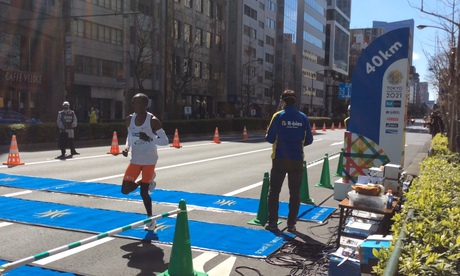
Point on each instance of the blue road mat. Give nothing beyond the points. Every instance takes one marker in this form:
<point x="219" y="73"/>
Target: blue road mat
<point x="33" y="270"/>
<point x="307" y="212"/>
<point x="231" y="239"/>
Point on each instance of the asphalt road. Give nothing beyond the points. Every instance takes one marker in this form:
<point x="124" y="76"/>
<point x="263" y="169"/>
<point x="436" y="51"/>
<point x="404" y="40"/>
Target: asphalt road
<point x="234" y="167"/>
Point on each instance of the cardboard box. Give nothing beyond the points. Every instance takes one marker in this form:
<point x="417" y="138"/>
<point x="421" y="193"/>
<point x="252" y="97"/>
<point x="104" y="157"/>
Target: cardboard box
<point x="341" y="189"/>
<point x="394" y="185"/>
<point x="371" y="202"/>
<point x="348" y="267"/>
<point x="366" y="179"/>
<point x="375" y="171"/>
<point x="392" y="171"/>
<point x="367" y="258"/>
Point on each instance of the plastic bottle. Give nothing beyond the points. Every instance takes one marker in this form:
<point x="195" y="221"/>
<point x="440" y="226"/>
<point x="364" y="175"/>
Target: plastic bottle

Work instructions
Identify the lines above with the word "each". Copy them.

Completed task
Point on each instance of the blue road mat. Give nothing beyond the points. Every instance takes one marker in this form:
Point on each instance of the asphalt road. Give nothing beyond the points. Every instance takes one marker in this form:
Point on each instance of the cardboard box. Give nothing beyond the points. Every instance takes one marker in this form:
Point on each instance of the plastic bottle. Give nothing beyond the points. Every instance takes one marker in this form:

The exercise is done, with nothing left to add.